* **CONSIGNE ÉCRITE A**
Dans les enregistrements, substituez « image coordinates » à « pixel coordinates » en partant de la ligne qui contient « Each instance of the person leaning » et en terminant par celle qui contient « [[373, 106], [280, 139]] ». Redonnez uniquement ces lignes, sans aucune autre modification.

* **TEXTE FOURNI**
Du 7 au 9 septembre se tiendra à Montpellier en France le 28e sommet Afrique France. J’en appelle à un changement de perceptives des « Sommets Afrique France ou France Afrique »
28e sommet Afrique-France
D’Afrique et de France, vous qui montez régulièrement aux sommets depuis 1973, nous vous appelons. Nous, d’Afrique, de France, Africains de toutes origines, Français de toutes origines, nous d’ici et de là-bas, nous vous appelons. Ce que vous scrutez depuis vos hauteurs, nous n’en voyons pas le début d’une ombre planer sur nos vies ici-bas.
Coups d’État à répétition, pauvreté généralisée, éducation bancale, guerre et violences civiles, terreur organisée et toute une tripotée de malheurs sont notre lot quotidien. Les imaginaires collectifs mondialisés ne dessinent l’Afrique qu’en peintures de catastrophes et la France en tuteur cynique, manipulateur sans vergogne… Et pourtant, vous continuez de monter aux sommets.
Alors cette fois, nous vous appelons. Écoutez nos voix ! Elles ne sont pas que cris de douleurs ou blues larmoyants. Elles portent aussi les champs d’espoir d’une Afrique que des Lumumba, Cabral ou Sankara ont planté. Écoutez nos voix, elles vibrent aussi des rêves post-apocalyptiques d’une France sortie des mâchoires de 6 ans d’enfer, ravagée mais déterminée à se repenser un futur radieux. Ici et là-bas, personne ne peut vivre des aujourd’hui en imaginant des demains déjà écrits en lettres de misère et de sang.
Quand vous daignez regarder nos sourires flotter au-dessus des torrents de turpitudes qui nous sont servis, la résilience dont vous vous gargarisez les palais, c’est en vérité de la résistance. Les rêves ne se négocient pas. Et nous avons les espérances têtues.

* **DONNÉES SOURCES**
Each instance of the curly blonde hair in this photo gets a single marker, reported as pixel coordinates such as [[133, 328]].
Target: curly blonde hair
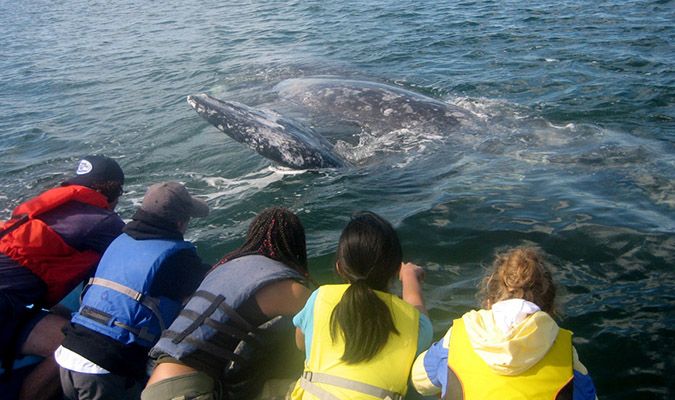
[[520, 273]]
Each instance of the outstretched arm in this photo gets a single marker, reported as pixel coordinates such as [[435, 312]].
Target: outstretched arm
[[411, 277]]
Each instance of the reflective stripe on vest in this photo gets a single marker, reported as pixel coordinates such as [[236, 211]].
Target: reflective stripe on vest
[[36, 246], [384, 376], [542, 381], [211, 310], [117, 304]]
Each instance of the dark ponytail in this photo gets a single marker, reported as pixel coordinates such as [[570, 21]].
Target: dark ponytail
[[369, 254]]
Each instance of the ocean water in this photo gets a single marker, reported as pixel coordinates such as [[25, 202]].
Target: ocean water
[[570, 146]]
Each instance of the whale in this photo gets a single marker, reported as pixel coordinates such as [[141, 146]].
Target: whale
[[373, 107]]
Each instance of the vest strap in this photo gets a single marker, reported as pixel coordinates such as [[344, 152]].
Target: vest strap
[[221, 327], [199, 319], [147, 301], [234, 316], [104, 318], [217, 351], [309, 378]]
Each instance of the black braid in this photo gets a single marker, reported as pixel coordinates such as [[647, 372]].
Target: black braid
[[278, 234]]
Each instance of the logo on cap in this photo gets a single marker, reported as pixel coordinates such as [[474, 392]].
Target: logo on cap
[[84, 167]]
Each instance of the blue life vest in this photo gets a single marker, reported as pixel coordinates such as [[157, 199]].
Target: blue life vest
[[116, 301], [212, 308]]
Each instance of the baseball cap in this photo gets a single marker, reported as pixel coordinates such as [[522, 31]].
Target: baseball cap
[[96, 169], [172, 202]]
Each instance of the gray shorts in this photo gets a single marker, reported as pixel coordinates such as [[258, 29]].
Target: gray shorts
[[192, 386], [80, 386]]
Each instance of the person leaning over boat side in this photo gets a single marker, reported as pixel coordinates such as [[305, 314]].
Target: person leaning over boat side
[[513, 349], [51, 243], [137, 291], [199, 355], [360, 340]]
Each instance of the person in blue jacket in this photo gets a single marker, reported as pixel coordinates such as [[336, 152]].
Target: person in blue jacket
[[137, 291], [51, 243]]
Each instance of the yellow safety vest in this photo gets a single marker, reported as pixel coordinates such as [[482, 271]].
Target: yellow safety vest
[[544, 380], [385, 376]]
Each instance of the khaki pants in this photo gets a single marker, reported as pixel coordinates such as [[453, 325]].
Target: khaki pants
[[192, 386]]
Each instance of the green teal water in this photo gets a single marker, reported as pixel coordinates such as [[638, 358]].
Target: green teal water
[[571, 148]]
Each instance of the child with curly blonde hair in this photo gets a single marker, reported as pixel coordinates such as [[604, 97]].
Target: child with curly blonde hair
[[511, 349]]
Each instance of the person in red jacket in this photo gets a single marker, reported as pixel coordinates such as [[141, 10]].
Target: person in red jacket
[[50, 244]]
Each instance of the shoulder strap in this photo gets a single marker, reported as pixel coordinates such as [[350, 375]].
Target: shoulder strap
[[145, 300], [309, 378], [14, 225]]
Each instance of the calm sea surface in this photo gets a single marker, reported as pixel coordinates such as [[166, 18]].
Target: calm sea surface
[[571, 148]]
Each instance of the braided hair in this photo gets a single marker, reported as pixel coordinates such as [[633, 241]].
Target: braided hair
[[369, 254], [278, 234]]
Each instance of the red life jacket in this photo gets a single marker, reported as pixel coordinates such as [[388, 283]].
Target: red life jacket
[[36, 246]]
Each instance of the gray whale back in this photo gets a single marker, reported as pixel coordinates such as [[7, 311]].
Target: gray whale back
[[373, 106], [280, 139]]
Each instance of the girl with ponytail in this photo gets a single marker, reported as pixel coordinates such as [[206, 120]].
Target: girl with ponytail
[[511, 349], [360, 341]]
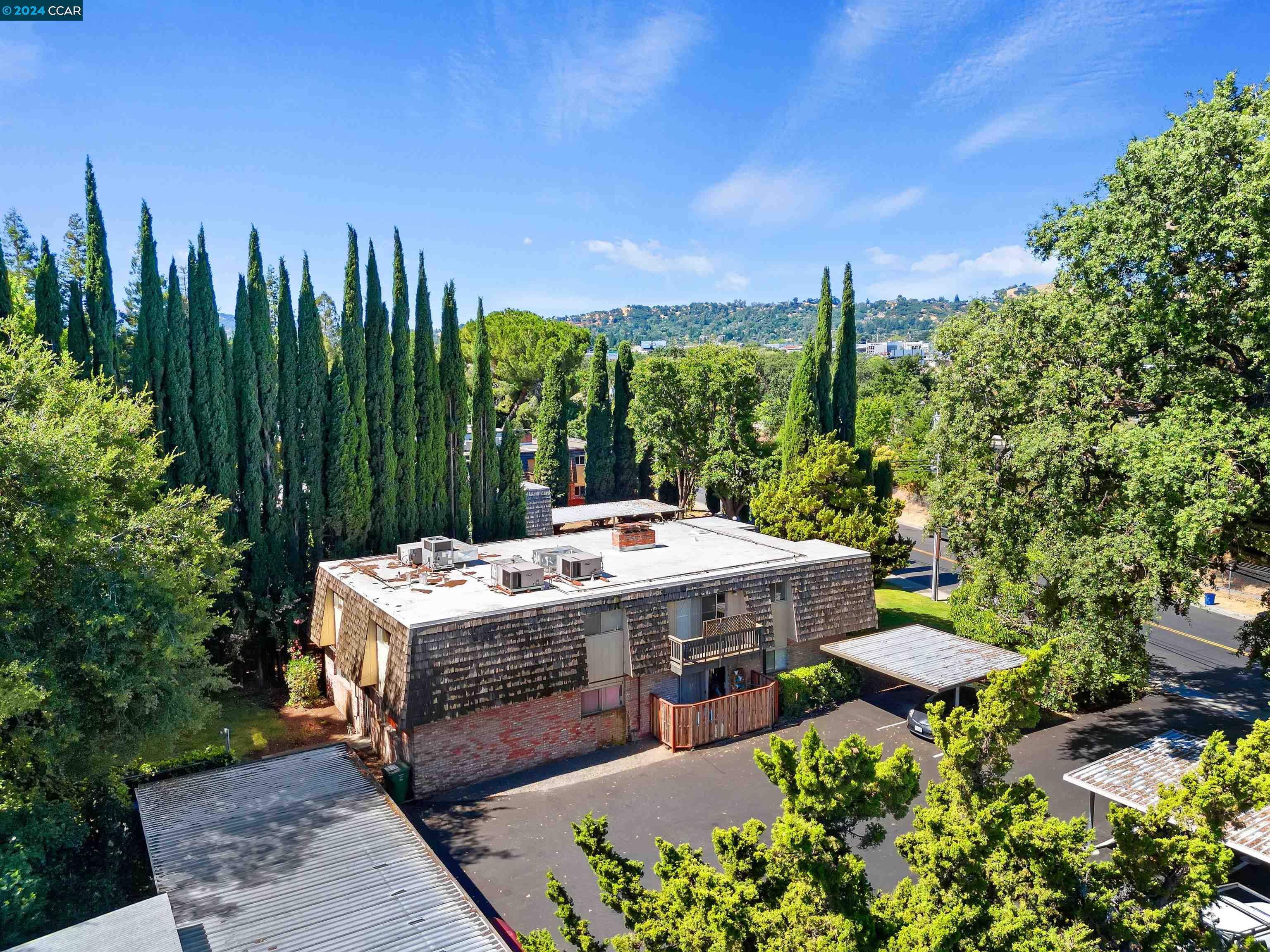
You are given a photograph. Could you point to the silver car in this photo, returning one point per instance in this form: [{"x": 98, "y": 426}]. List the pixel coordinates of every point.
[{"x": 921, "y": 725}]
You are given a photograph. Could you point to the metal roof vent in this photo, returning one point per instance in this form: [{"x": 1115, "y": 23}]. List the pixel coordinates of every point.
[{"x": 516, "y": 576}]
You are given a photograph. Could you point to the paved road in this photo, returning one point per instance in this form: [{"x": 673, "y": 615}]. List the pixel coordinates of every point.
[{"x": 504, "y": 840}]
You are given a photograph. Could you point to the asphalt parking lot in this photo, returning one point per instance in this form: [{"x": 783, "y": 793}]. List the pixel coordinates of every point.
[{"x": 502, "y": 837}]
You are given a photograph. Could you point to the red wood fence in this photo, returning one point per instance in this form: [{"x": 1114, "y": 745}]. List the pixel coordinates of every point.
[{"x": 684, "y": 726}]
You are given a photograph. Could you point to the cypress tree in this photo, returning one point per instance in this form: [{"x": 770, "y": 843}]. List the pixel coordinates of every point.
[
  {"x": 343, "y": 459},
  {"x": 98, "y": 282},
  {"x": 179, "y": 427},
  {"x": 625, "y": 457},
  {"x": 551, "y": 461},
  {"x": 379, "y": 412},
  {"x": 406, "y": 418},
  {"x": 289, "y": 431},
  {"x": 510, "y": 512},
  {"x": 49, "y": 300},
  {"x": 825, "y": 356},
  {"x": 267, "y": 563},
  {"x": 454, "y": 395},
  {"x": 484, "y": 465},
  {"x": 845, "y": 371},
  {"x": 600, "y": 428},
  {"x": 431, "y": 428},
  {"x": 353, "y": 518},
  {"x": 251, "y": 466},
  {"x": 215, "y": 408},
  {"x": 150, "y": 345},
  {"x": 79, "y": 342},
  {"x": 313, "y": 384}
]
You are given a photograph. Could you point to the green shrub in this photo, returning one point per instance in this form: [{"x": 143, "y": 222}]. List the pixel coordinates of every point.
[
  {"x": 818, "y": 686},
  {"x": 301, "y": 676}
]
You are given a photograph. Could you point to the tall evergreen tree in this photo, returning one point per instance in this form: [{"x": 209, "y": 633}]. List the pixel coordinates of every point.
[
  {"x": 251, "y": 466},
  {"x": 510, "y": 511},
  {"x": 289, "y": 431},
  {"x": 845, "y": 371},
  {"x": 406, "y": 418},
  {"x": 215, "y": 409},
  {"x": 313, "y": 383},
  {"x": 353, "y": 518},
  {"x": 625, "y": 456},
  {"x": 149, "y": 347},
  {"x": 825, "y": 356},
  {"x": 454, "y": 395},
  {"x": 187, "y": 470},
  {"x": 79, "y": 340},
  {"x": 267, "y": 563},
  {"x": 600, "y": 428},
  {"x": 551, "y": 461},
  {"x": 98, "y": 282},
  {"x": 379, "y": 412},
  {"x": 483, "y": 466},
  {"x": 49, "y": 299},
  {"x": 431, "y": 429}
]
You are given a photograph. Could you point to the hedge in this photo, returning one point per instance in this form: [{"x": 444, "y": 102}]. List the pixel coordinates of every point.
[{"x": 817, "y": 686}]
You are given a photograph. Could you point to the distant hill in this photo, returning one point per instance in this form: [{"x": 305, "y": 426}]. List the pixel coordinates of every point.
[{"x": 740, "y": 321}]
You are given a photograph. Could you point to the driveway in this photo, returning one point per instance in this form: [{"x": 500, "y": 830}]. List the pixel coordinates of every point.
[{"x": 504, "y": 837}]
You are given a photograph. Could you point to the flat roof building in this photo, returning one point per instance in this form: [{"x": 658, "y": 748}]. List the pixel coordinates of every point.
[{"x": 478, "y": 671}]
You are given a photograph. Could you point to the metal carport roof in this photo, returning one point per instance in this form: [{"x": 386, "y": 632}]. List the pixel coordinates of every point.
[
  {"x": 1133, "y": 776},
  {"x": 301, "y": 852},
  {"x": 925, "y": 657},
  {"x": 143, "y": 927}
]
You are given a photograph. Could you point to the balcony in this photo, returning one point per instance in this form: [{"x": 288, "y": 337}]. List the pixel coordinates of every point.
[{"x": 721, "y": 638}]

* **CONSIGNE ÉCRITE B**
Retapez intégralement le texte sur le 28e sommet Afrique-France, sans rien y changer.

* **SORTIE COMPLÈTE A**
Each instance of the person leaning over boat side in this photo gets a single marker, reported as image coordinates such as [[305, 314]].
Target: person leaning over boat side
[[513, 349], [51, 243], [137, 291], [199, 355], [360, 340]]
Each instance of the person in blue jacket in this photo gets a single marker, reported as image coordinates such as [[336, 152]].
Target: person in blue jacket
[[137, 291], [51, 243]]
Each instance of the yellow safety vest in this photo gets a single marker, reported as image coordinates such as [[482, 271]].
Target: yellow safety vest
[[544, 380], [385, 376]]
Each instance of the khaki pants in this photo gets a single marker, reported as image coordinates such as [[453, 325]].
Target: khaki pants
[[192, 386]]
Each instance of the green teal water in this photo gets a single marker, reported as image coordinates such as [[638, 358]].
Target: green teal water
[[571, 148]]
Each instance of the child with curly blonde hair in this photo gets a single marker, reported as image coordinates such as [[604, 97]].
Target: child with curly blonde hair
[[511, 349]]
Each instance of the person in red jacket in this photo gets a single marker, reported as image coordinates such as [[141, 10]].
Target: person in red jacket
[[50, 244]]
Each instance of the shoulder strap in this photo gets a single marker, reported as image coordinates such as [[350, 375]].
Target: shoulder strap
[[145, 300], [309, 378], [14, 225]]
Each instance of the calm sea surface in this photo gets a single marker, reported as image coordinates such as [[166, 18]].
Target: calm sea surface
[[571, 148]]
Each instance of the braided hair in this photo gets a single marker, reported as image coordinates such as [[633, 241]].
Target: braided hair
[[369, 254], [278, 234]]
Each instance of the red life jacket in this photo gets a single marker, reported as image coordinates such as [[388, 283]].
Target: red life jacket
[[36, 246]]
Each instance of the gray whale back in this photo gets a single marker, reported as image coordinates such as [[7, 311]].
Target: gray whale back
[[373, 106], [280, 139]]

* **SORTIE COMPLÈTE B**
Du 7 au 9 septembre se tiendra à Montpellier en France le 28e sommet Afrique France. J’en appelle à un changement de perceptives des « Sommets Afrique France ou France Afrique »
28e sommet Afrique-France
D’Afrique et de France, vous qui montez régulièrement aux sommets depuis 1973, nous vous appelons. Nous, d’Afrique, de France, Africains de toutes origines, Français de toutes origines, nous d’ici et de là-bas, nous vous appelons. Ce que vous scrutez depuis vos hauteurs, nous n’en voyons pas le début d’une ombre planer sur nos vies ici-bas.
Coups d’État à répétition, pauvreté généralisée, éducation bancale, guerre et violences civiles, terreur organisée et toute une tripotée de malheurs sont notre lot quotidien. Les imaginaires collectifs mondialisés ne dessinent l’Afrique qu’en peintures de catastrophes et la France en tuteur cynique, manipulateur sans vergogne… Et pourtant, vous continuez de monter aux sommets.
Alors cette fois, nous vous appelons. Écoutez nos voix ! Elles ne sont pas que cris de douleurs ou blues larmoyants. Elles portent aussi les champs d’espoir d’une Afrique que des Lumumba, Cabral ou Sankara ont planté. Écoutez nos voix, elles vibrent aussi des rêves post-apocalyptiques d’une France sortie des mâchoires de 6 ans d’enfer, ravagée mais déterminée à se repenser un futur radieux. Ici et là-bas, personne ne peut vivre des aujourd’hui en imaginant des demains déjà écrits en lettres de misère et de sang.
Quand vous daignez regarder nos sourires flotter au-dessus des torrents de turpitudes qui nous sont servis, la résilience dont vous vous gargarisez les palais, c’est en vérité de la résistance. Les rêves ne se négocient pas. Et nous avons les espérances têtues.